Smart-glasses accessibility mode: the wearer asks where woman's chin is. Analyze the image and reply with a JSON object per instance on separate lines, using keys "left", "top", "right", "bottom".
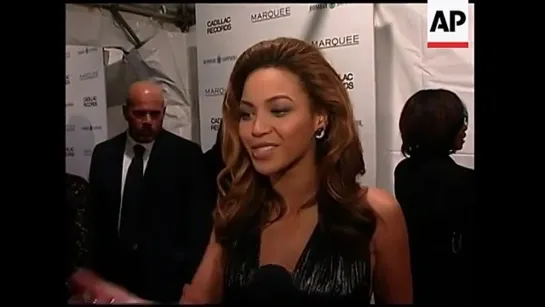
{"left": 251, "top": 160, "right": 281, "bottom": 177}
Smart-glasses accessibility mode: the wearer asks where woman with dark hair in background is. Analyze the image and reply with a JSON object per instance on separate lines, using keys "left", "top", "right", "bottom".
{"left": 66, "top": 173, "right": 140, "bottom": 303}
{"left": 394, "top": 89, "right": 474, "bottom": 304}
{"left": 65, "top": 173, "right": 94, "bottom": 299}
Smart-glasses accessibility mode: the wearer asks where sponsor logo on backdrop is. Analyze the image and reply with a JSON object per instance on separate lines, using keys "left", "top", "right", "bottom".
{"left": 203, "top": 54, "right": 237, "bottom": 65}
{"left": 206, "top": 17, "right": 232, "bottom": 34}
{"left": 311, "top": 34, "right": 360, "bottom": 49}
{"left": 251, "top": 7, "right": 291, "bottom": 23}
{"left": 355, "top": 120, "right": 363, "bottom": 127}
{"left": 204, "top": 87, "right": 226, "bottom": 97}
{"left": 66, "top": 102, "right": 74, "bottom": 107}
{"left": 66, "top": 146, "right": 75, "bottom": 157}
{"left": 83, "top": 95, "right": 98, "bottom": 107}
{"left": 66, "top": 51, "right": 71, "bottom": 59}
{"left": 210, "top": 117, "right": 222, "bottom": 131}
{"left": 77, "top": 47, "right": 99, "bottom": 55}
{"left": 80, "top": 70, "right": 99, "bottom": 81}
{"left": 83, "top": 149, "right": 94, "bottom": 157}
{"left": 81, "top": 125, "right": 102, "bottom": 131}
{"left": 65, "top": 74, "right": 70, "bottom": 85}
{"left": 66, "top": 124, "right": 76, "bottom": 132}
{"left": 309, "top": 3, "right": 347, "bottom": 12}
{"left": 340, "top": 72, "right": 354, "bottom": 90}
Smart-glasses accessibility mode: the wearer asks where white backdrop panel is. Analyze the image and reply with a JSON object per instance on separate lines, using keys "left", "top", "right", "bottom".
{"left": 66, "top": 4, "right": 198, "bottom": 142}
{"left": 374, "top": 4, "right": 474, "bottom": 193}
{"left": 196, "top": 3, "right": 377, "bottom": 186}
{"left": 65, "top": 45, "right": 109, "bottom": 180}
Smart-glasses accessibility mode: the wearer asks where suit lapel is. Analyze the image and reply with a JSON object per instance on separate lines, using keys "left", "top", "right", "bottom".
{"left": 109, "top": 133, "right": 127, "bottom": 208}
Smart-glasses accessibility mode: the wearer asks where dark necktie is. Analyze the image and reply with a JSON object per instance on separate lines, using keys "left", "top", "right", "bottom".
{"left": 120, "top": 144, "right": 146, "bottom": 244}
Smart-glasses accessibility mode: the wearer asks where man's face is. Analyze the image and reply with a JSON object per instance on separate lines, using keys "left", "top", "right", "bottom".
{"left": 124, "top": 98, "right": 165, "bottom": 143}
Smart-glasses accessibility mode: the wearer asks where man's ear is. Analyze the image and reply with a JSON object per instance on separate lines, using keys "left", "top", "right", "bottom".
{"left": 123, "top": 98, "right": 132, "bottom": 120}
{"left": 122, "top": 105, "right": 128, "bottom": 120}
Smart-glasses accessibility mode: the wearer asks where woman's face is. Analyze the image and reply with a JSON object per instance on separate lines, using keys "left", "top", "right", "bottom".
{"left": 238, "top": 67, "right": 322, "bottom": 176}
{"left": 453, "top": 114, "right": 468, "bottom": 151}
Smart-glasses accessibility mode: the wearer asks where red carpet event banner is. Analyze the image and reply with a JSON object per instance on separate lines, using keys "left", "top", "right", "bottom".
{"left": 65, "top": 45, "right": 109, "bottom": 180}
{"left": 196, "top": 4, "right": 377, "bottom": 185}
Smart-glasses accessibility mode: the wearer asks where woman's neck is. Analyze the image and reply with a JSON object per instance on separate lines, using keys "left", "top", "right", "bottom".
{"left": 270, "top": 154, "right": 318, "bottom": 215}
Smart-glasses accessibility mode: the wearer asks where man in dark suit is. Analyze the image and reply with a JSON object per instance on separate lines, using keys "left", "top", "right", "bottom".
{"left": 75, "top": 80, "right": 213, "bottom": 303}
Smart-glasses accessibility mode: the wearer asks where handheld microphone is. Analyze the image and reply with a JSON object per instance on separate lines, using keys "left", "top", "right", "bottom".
{"left": 246, "top": 264, "right": 300, "bottom": 304}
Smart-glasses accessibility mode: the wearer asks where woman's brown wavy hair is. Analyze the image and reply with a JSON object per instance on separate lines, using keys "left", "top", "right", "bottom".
{"left": 214, "top": 37, "right": 376, "bottom": 252}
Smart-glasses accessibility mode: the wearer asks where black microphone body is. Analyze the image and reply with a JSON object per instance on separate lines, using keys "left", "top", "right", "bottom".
{"left": 245, "top": 264, "right": 301, "bottom": 305}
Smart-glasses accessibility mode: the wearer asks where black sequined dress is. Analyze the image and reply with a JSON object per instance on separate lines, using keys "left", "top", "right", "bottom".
{"left": 65, "top": 173, "right": 94, "bottom": 279}
{"left": 223, "top": 215, "right": 373, "bottom": 304}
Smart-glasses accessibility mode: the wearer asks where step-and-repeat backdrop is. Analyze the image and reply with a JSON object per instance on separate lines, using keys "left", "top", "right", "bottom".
{"left": 196, "top": 3, "right": 377, "bottom": 185}
{"left": 65, "top": 45, "right": 108, "bottom": 180}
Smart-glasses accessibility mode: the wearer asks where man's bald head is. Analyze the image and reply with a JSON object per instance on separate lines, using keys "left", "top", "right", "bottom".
{"left": 124, "top": 80, "right": 166, "bottom": 143}
{"left": 127, "top": 80, "right": 165, "bottom": 108}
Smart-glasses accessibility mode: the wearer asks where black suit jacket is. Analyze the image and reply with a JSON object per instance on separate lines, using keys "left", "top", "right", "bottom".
{"left": 394, "top": 155, "right": 474, "bottom": 304}
{"left": 88, "top": 130, "right": 214, "bottom": 302}
{"left": 203, "top": 124, "right": 225, "bottom": 200}
{"left": 203, "top": 139, "right": 224, "bottom": 191}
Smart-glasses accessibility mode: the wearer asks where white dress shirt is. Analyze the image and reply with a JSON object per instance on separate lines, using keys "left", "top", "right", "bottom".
{"left": 117, "top": 133, "right": 155, "bottom": 234}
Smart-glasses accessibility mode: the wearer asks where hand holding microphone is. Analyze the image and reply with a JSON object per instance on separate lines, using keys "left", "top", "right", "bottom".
{"left": 69, "top": 268, "right": 146, "bottom": 304}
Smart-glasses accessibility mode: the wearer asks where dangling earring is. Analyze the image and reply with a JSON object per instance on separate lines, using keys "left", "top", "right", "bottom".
{"left": 315, "top": 127, "right": 325, "bottom": 139}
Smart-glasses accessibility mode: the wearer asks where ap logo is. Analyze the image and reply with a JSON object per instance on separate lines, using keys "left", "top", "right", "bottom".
{"left": 427, "top": 0, "right": 470, "bottom": 48}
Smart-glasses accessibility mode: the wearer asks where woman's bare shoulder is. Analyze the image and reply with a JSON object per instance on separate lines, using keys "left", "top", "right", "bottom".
{"left": 360, "top": 187, "right": 402, "bottom": 221}
{"left": 361, "top": 187, "right": 401, "bottom": 213}
{"left": 359, "top": 187, "right": 413, "bottom": 303}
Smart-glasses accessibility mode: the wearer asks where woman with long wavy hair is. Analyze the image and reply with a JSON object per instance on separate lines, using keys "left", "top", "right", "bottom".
{"left": 124, "top": 37, "right": 412, "bottom": 305}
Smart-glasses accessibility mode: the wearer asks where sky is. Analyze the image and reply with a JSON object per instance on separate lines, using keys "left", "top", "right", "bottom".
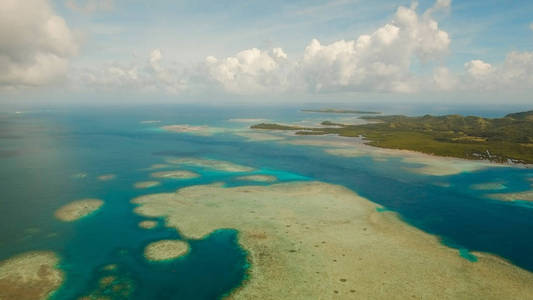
{"left": 1, "top": 0, "right": 533, "bottom": 105}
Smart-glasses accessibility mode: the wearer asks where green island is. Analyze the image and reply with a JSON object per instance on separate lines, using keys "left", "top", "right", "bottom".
{"left": 252, "top": 110, "right": 533, "bottom": 164}
{"left": 301, "top": 108, "right": 381, "bottom": 114}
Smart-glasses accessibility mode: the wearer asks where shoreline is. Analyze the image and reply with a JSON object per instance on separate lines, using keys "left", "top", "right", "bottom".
{"left": 284, "top": 129, "right": 533, "bottom": 172}
{"left": 363, "top": 141, "right": 533, "bottom": 169}
{"left": 156, "top": 119, "right": 524, "bottom": 172}
{"left": 283, "top": 129, "right": 532, "bottom": 169}
{"left": 251, "top": 110, "right": 533, "bottom": 165}
{"left": 252, "top": 131, "right": 516, "bottom": 176}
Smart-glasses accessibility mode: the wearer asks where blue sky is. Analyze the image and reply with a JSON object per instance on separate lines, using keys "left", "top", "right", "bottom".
{"left": 55, "top": 0, "right": 532, "bottom": 64}
{"left": 1, "top": 0, "right": 533, "bottom": 104}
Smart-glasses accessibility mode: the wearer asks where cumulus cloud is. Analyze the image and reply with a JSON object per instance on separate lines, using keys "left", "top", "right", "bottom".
{"left": 464, "top": 60, "right": 492, "bottom": 77}
{"left": 432, "top": 66, "right": 457, "bottom": 91}
{"left": 456, "top": 52, "right": 533, "bottom": 92}
{"left": 203, "top": 1, "right": 450, "bottom": 94}
{"left": 65, "top": 0, "right": 533, "bottom": 98}
{"left": 293, "top": 1, "right": 449, "bottom": 93}
{"left": 71, "top": 1, "right": 453, "bottom": 95}
{"left": 75, "top": 49, "right": 188, "bottom": 94}
{"left": 65, "top": 0, "right": 114, "bottom": 13}
{"left": 204, "top": 48, "right": 290, "bottom": 94}
{"left": 424, "top": 0, "right": 451, "bottom": 16}
{"left": 0, "top": 0, "right": 78, "bottom": 88}
{"left": 45, "top": 1, "right": 455, "bottom": 96}
{"left": 500, "top": 51, "right": 533, "bottom": 85}
{"left": 490, "top": 52, "right": 532, "bottom": 88}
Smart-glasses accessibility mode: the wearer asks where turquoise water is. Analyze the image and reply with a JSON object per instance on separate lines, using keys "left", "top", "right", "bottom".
{"left": 458, "top": 248, "right": 478, "bottom": 262}
{"left": 1, "top": 105, "right": 533, "bottom": 299}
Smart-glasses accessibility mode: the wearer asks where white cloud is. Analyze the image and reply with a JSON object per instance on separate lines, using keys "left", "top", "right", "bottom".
{"left": 0, "top": 0, "right": 78, "bottom": 88}
{"left": 424, "top": 0, "right": 451, "bottom": 16}
{"left": 70, "top": 1, "right": 452, "bottom": 96}
{"left": 433, "top": 66, "right": 457, "bottom": 91}
{"left": 464, "top": 59, "right": 492, "bottom": 77}
{"left": 493, "top": 51, "right": 533, "bottom": 89}
{"left": 62, "top": 0, "right": 533, "bottom": 99}
{"left": 75, "top": 49, "right": 188, "bottom": 94}
{"left": 204, "top": 48, "right": 290, "bottom": 94}
{"left": 435, "top": 0, "right": 452, "bottom": 10}
{"left": 460, "top": 52, "right": 533, "bottom": 92}
{"left": 65, "top": 0, "right": 114, "bottom": 13}
{"left": 296, "top": 1, "right": 449, "bottom": 93}
{"left": 199, "top": 1, "right": 450, "bottom": 95}
{"left": 272, "top": 47, "right": 288, "bottom": 59}
{"left": 150, "top": 49, "right": 163, "bottom": 65}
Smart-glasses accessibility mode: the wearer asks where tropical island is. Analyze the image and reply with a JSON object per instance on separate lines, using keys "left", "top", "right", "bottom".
{"left": 252, "top": 110, "right": 533, "bottom": 164}
{"left": 301, "top": 108, "right": 381, "bottom": 114}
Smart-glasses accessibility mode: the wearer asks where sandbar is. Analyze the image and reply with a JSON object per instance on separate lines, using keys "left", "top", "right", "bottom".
{"left": 161, "top": 124, "right": 227, "bottom": 136}
{"left": 242, "top": 126, "right": 496, "bottom": 176}
{"left": 133, "top": 181, "right": 533, "bottom": 299}
{"left": 54, "top": 199, "right": 104, "bottom": 222}
{"left": 489, "top": 190, "right": 533, "bottom": 202}
{"left": 134, "top": 181, "right": 161, "bottom": 189}
{"left": 325, "top": 145, "right": 492, "bottom": 176}
{"left": 234, "top": 131, "right": 286, "bottom": 142}
{"left": 143, "top": 240, "right": 189, "bottom": 261}
{"left": 286, "top": 138, "right": 362, "bottom": 148}
{"left": 235, "top": 175, "right": 277, "bottom": 182}
{"left": 228, "top": 118, "right": 269, "bottom": 123}
{"left": 138, "top": 220, "right": 158, "bottom": 229}
{"left": 470, "top": 182, "right": 507, "bottom": 191}
{"left": 165, "top": 157, "right": 254, "bottom": 173}
{"left": 0, "top": 251, "right": 64, "bottom": 300}
{"left": 401, "top": 154, "right": 492, "bottom": 176}
{"left": 97, "top": 174, "right": 116, "bottom": 181}
{"left": 146, "top": 164, "right": 171, "bottom": 170}
{"left": 150, "top": 170, "right": 199, "bottom": 180}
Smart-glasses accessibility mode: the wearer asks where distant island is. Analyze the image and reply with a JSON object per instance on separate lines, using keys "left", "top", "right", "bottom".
{"left": 252, "top": 110, "right": 533, "bottom": 164}
{"left": 301, "top": 108, "right": 381, "bottom": 114}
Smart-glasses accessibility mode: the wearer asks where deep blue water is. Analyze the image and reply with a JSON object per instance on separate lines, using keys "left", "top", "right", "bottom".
{"left": 1, "top": 105, "right": 532, "bottom": 299}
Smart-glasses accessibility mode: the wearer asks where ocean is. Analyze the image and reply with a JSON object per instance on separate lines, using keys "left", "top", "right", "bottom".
{"left": 1, "top": 105, "right": 532, "bottom": 299}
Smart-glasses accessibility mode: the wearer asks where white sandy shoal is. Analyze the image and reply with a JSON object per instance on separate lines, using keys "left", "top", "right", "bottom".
{"left": 161, "top": 124, "right": 228, "bottom": 136}
{"left": 165, "top": 157, "right": 254, "bottom": 173}
{"left": 150, "top": 170, "right": 199, "bottom": 179}
{"left": 0, "top": 251, "right": 64, "bottom": 300}
{"left": 144, "top": 240, "right": 189, "bottom": 261}
{"left": 235, "top": 175, "right": 277, "bottom": 182}
{"left": 134, "top": 181, "right": 161, "bottom": 189}
{"left": 132, "top": 181, "right": 533, "bottom": 299}
{"left": 54, "top": 199, "right": 104, "bottom": 222}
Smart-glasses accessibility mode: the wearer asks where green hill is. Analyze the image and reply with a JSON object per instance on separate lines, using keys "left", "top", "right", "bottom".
{"left": 251, "top": 111, "right": 533, "bottom": 164}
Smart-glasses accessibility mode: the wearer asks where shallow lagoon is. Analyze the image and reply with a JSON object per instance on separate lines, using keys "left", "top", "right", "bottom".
{"left": 1, "top": 106, "right": 533, "bottom": 299}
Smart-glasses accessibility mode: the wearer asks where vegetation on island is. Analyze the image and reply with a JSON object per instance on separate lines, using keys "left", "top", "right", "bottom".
{"left": 301, "top": 108, "right": 381, "bottom": 114}
{"left": 252, "top": 111, "right": 533, "bottom": 164}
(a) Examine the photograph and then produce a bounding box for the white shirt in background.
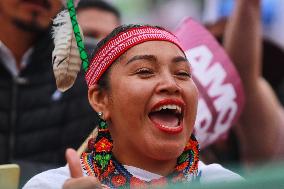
[0,41,33,76]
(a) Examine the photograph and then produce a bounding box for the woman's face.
[103,41,198,164]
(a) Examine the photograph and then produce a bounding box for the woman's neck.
[112,145,177,176]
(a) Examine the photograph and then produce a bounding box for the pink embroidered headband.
[85,26,184,88]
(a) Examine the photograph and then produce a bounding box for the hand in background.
[224,0,284,166]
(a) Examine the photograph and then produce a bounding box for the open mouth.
[22,0,51,10]
[149,100,184,134]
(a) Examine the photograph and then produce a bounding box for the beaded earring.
[92,112,113,178]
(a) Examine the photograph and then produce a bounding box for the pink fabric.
[85,26,183,88]
[174,18,245,148]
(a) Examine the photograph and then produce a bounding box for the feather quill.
[52,10,83,92]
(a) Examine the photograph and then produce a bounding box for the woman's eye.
[135,68,154,76]
[177,71,191,78]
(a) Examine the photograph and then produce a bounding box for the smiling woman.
[89,28,198,175]
[24,25,241,189]
[23,24,242,189]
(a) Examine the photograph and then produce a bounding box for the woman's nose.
[156,73,181,95]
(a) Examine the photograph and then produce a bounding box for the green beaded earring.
[92,112,113,177]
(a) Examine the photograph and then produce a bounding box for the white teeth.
[153,105,182,113]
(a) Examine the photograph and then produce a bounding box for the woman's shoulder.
[198,161,243,184]
[22,166,70,189]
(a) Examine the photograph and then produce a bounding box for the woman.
[23,24,241,189]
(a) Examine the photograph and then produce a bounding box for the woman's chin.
[146,142,185,161]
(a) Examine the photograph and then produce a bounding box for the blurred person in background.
[225,0,284,167]
[0,0,64,181]
[202,0,284,171]
[0,0,120,185]
[77,0,121,57]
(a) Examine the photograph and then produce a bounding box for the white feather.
[52,10,83,92]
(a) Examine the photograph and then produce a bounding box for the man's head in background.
[77,0,121,40]
[77,0,121,57]
[0,0,62,33]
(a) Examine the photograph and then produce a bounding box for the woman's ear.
[88,85,110,120]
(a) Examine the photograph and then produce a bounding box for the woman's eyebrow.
[126,55,157,65]
[172,56,189,63]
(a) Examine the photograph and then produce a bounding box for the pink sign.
[174,18,245,148]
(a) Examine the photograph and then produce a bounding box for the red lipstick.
[149,99,185,134]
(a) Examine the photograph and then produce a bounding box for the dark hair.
[92,24,166,91]
[77,0,121,21]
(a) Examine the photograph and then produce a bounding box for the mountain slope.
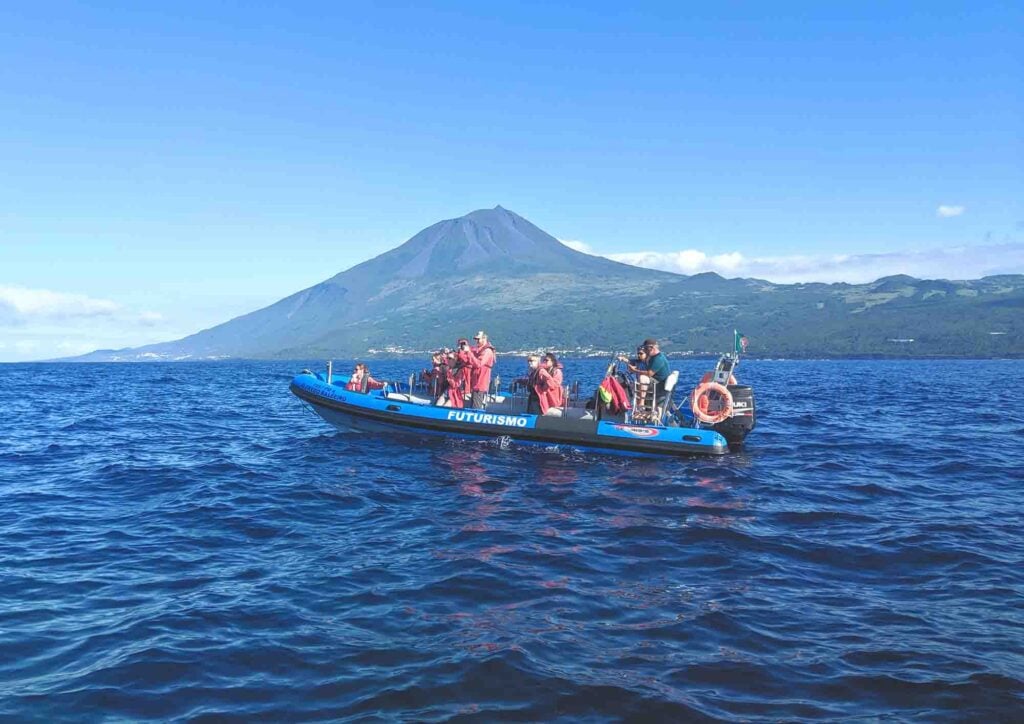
[339,205,644,280]
[72,208,1024,360]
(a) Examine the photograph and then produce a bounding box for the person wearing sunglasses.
[641,338,670,386]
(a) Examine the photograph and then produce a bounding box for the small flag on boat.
[734,330,749,354]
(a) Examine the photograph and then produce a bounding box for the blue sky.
[1,1,1021,360]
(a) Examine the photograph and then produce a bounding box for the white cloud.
[0,284,176,361]
[0,285,119,318]
[937,205,966,218]
[0,285,166,326]
[608,250,747,275]
[559,238,594,254]
[574,243,1024,284]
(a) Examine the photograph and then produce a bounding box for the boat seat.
[386,392,433,405]
[653,371,680,423]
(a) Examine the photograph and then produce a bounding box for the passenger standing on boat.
[515,355,558,415]
[544,352,565,407]
[469,331,496,409]
[419,353,437,387]
[437,350,463,408]
[421,352,448,402]
[448,339,474,408]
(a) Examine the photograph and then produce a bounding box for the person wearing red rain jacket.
[420,352,449,403]
[469,331,496,409]
[544,352,565,407]
[515,355,560,415]
[446,340,474,408]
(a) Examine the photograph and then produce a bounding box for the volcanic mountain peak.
[340,205,639,281]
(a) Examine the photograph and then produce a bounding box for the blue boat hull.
[290,373,729,458]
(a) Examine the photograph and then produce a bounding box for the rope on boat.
[296,398,321,421]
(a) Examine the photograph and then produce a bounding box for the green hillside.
[71,208,1024,361]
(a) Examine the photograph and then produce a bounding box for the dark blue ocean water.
[1,359,1022,721]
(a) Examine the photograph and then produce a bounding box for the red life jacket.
[600,376,631,413]
[346,374,384,393]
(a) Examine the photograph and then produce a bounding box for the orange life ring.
[691,382,734,424]
[700,372,737,385]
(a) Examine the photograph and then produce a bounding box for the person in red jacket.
[515,355,559,415]
[469,331,496,409]
[449,339,474,407]
[420,352,449,403]
[544,352,564,407]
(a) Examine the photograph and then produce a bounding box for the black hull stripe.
[291,385,727,457]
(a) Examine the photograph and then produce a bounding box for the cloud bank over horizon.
[0,285,166,326]
[0,284,173,362]
[560,240,1024,284]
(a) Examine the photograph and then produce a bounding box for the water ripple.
[1,359,1022,720]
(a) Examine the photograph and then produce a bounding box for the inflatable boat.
[289,355,755,457]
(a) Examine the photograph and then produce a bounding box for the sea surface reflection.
[0,359,1022,720]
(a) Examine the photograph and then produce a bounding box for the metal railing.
[628,376,662,425]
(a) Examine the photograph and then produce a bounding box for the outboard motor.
[716,383,756,444]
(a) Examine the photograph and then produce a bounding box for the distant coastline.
[18,351,1024,364]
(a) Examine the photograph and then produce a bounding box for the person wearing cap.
[468,331,496,409]
[641,338,670,385]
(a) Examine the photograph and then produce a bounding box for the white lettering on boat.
[447,411,529,428]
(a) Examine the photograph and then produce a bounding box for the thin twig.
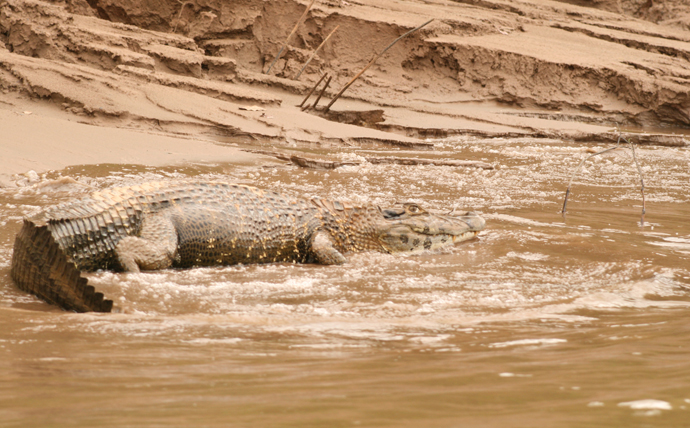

# TASK GOAL
Retype exactly the lines from the one containing "rope on boat." through the last line of the records above, both included, and leave out any pictures.

# REPLY TO THE EXERCISE
(a) Examine the photograph and then produce a bounding box for the rope on boat.
[296,398,321,421]
(a) Examine the photograph and then produce a bounding box for the green hillside.
[71,208,1024,361]
(a) Examine the photograph and then produce a bounding box for the dark blue ocean water.
[1,359,1022,721]
(a) Examine the photograph and then produce a bounding box for the red life jacket.
[600,376,631,413]
[346,374,384,393]
(a) Examine the photograph and then produce a bounding box for the orange life ring.
[691,382,734,424]
[700,372,737,385]
(a) Examine the photograph and then produce a bounding box for the person in red jacket.
[515,355,559,415]
[469,331,496,409]
[449,339,474,407]
[420,352,449,403]
[544,352,564,407]
(a) Examine the photograph and then produce a bounding box for the black hull stripe.
[291,385,727,457]
(a) Examine the photograph and then produce a bounding box for the cloud bank over horizon.
[0,285,166,326]
[0,284,173,362]
[560,240,1024,284]
(a) Examine the photograph and then produce a bounding box for the water ripple.
[1,359,1022,720]
(a) Examine the photograph and then produce a bounding box for the inflatable boat.
[289,355,755,457]
(a) Examine the photograph and then produce a bounding box for the sea surface reflection.
[0,359,1022,720]
(a) Examine the photograph and then produce a bounding box for the metal railing.
[628,376,662,425]
(a) Examine the photograph and then produce a bounding box for the outboard motor.
[716,383,756,444]
(a) Examine the photograph and then produce a bounding box for the distant coastline.
[18,351,1024,364]
(a) Examine the photograph and then produce a bounding box for the person wearing cap.
[468,331,496,409]
[641,338,670,385]
(a) Examine the photograph and then produce a bounding box for the white lettering on boat.
[447,411,529,428]
(a) Examine the photograph and then produce a bounding box for the thin twig.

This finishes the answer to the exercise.